§ SET PROBLEM 1:
In the capacitor homework thread below, what are the dimensions of the electrodes?

§ DOCUMENT SECTION:
((

Proton Deflection when traversing a a Parallel-plate Capacitor

[Colton1995]

Homework Statement

A parallel-plate capacitor has 4.0cm × 4.0cm electrodes with surface charge densities ±1.0×10^−6C/m2. A proton traveling parallel to the electrodes at 2.0×10^6m/s enters the center of the gap between them.
Part A
By what distance has the proton been deflected sideways when it reaches the far edge of the capacitor? Assume the field is uniform inside the capacitor and zero outside the capacitor.

Homework Equations

Ek=(1/2)mv^2

The Attempt at a Solution

I solved for the kinetic energy using the above equation, Ek=(1/2)(1.67x10^-27kg)(2.0x10^6m/s = 1.67x10^-21J.

))

§ EXTRACTED ENTRIES:

((

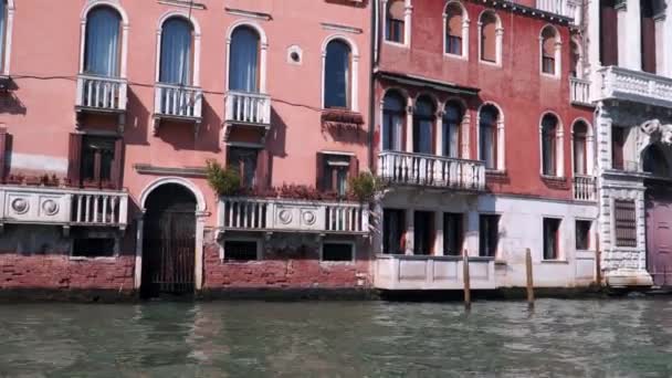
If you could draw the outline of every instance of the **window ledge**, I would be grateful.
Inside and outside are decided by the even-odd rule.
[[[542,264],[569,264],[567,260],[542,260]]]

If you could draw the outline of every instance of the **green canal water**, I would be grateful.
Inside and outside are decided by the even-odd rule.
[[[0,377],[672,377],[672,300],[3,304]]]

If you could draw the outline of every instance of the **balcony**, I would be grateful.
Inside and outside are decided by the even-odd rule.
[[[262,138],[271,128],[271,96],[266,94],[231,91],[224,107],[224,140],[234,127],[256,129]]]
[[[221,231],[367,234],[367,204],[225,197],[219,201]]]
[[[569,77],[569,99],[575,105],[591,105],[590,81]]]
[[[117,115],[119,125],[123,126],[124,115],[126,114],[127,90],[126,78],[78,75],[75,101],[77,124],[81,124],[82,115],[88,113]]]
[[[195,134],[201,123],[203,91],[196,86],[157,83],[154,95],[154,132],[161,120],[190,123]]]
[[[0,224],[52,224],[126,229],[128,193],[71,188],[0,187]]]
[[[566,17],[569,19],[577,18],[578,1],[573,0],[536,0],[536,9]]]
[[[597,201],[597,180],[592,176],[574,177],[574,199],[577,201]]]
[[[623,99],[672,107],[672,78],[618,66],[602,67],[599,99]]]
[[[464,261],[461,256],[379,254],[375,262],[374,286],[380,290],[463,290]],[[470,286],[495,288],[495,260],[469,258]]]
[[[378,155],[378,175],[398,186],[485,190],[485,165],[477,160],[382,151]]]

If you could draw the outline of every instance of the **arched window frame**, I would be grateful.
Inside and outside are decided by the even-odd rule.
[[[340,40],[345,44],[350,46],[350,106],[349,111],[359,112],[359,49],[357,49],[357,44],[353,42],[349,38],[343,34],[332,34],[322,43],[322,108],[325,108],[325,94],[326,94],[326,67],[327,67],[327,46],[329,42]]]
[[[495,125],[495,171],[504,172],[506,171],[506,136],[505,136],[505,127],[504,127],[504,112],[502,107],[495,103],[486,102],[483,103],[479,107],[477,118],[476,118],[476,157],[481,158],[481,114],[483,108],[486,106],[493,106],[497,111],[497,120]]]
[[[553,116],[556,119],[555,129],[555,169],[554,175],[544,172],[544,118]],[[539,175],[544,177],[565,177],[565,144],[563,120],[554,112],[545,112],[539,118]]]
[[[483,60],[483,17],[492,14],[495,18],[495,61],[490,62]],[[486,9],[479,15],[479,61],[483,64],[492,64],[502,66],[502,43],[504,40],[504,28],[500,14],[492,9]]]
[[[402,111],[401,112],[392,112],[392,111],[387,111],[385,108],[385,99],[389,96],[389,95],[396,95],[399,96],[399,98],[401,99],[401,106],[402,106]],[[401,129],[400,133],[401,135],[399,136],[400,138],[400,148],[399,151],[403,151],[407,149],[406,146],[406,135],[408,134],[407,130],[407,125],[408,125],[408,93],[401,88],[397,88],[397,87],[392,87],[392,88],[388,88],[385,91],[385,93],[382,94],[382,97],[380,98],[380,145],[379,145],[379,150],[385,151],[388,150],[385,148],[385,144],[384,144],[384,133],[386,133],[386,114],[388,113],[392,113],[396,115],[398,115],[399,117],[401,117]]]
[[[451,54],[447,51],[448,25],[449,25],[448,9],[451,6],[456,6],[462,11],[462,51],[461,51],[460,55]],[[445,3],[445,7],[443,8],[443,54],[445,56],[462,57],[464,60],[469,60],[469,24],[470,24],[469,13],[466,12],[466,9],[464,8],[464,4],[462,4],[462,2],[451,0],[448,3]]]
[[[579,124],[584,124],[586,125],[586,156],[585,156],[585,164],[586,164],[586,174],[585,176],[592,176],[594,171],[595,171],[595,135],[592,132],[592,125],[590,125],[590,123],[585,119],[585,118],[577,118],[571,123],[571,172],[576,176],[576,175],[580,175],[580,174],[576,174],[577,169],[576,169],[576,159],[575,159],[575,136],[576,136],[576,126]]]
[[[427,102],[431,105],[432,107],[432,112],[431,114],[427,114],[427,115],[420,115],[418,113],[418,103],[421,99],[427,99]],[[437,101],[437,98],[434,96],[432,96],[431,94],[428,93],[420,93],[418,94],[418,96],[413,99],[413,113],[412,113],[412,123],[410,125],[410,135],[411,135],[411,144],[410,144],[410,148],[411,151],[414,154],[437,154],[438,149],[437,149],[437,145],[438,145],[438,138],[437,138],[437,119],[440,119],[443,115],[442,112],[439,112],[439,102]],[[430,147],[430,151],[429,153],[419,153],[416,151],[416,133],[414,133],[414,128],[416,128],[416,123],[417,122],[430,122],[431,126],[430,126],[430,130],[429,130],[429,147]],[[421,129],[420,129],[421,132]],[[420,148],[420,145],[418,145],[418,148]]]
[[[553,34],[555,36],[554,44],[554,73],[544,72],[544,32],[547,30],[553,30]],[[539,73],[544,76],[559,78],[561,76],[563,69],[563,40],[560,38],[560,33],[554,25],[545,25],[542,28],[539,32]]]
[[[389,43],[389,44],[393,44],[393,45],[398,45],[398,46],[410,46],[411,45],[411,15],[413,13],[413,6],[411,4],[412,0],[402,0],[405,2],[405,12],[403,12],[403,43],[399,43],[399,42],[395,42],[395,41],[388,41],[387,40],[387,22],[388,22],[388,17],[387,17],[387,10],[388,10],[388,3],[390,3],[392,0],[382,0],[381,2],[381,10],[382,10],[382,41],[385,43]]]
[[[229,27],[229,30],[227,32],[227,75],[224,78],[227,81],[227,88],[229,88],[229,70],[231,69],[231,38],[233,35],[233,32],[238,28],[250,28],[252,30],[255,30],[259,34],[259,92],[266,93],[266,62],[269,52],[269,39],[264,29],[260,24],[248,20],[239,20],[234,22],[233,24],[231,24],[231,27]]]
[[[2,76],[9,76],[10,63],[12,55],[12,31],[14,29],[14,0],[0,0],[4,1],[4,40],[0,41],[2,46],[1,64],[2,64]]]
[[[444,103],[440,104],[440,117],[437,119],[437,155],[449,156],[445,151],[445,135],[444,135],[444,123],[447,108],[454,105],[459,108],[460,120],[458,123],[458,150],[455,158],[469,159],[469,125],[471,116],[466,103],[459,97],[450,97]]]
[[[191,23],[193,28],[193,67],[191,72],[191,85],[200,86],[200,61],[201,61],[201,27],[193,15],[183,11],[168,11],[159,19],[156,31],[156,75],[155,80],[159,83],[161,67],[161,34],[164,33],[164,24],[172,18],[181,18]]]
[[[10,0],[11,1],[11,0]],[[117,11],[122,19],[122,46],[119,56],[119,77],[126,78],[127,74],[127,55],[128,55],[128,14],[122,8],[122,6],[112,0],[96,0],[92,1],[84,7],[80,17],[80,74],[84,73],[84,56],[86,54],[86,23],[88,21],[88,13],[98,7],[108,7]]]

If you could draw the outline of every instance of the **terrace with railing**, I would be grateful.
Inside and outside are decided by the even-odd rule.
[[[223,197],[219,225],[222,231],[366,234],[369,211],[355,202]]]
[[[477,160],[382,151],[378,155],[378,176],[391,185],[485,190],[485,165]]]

))

§ SET PROBLEM 2:
Copy the rows above exactly, starting at the beginning of the rows and going on through the line that contains "[[[0,377],[672,377],[672,300],[3,304]]]". Leave out the pictures.

§ WORKED SOLUTION 1:
4.0 cm × 4.0 cm

§ WORKED SOLUTION 2:
If you could draw the outline of every instance of the **window ledge**, I would be grateful.
Inside and outside are decided by the even-odd rule.
[[[542,264],[569,264],[567,260],[542,260]]]

If you could draw the outline of every instance of the **green canal water**, I would be grateful.
Inside and outside are decided by the even-odd rule.
[[[0,377],[672,377],[672,300],[3,304]]]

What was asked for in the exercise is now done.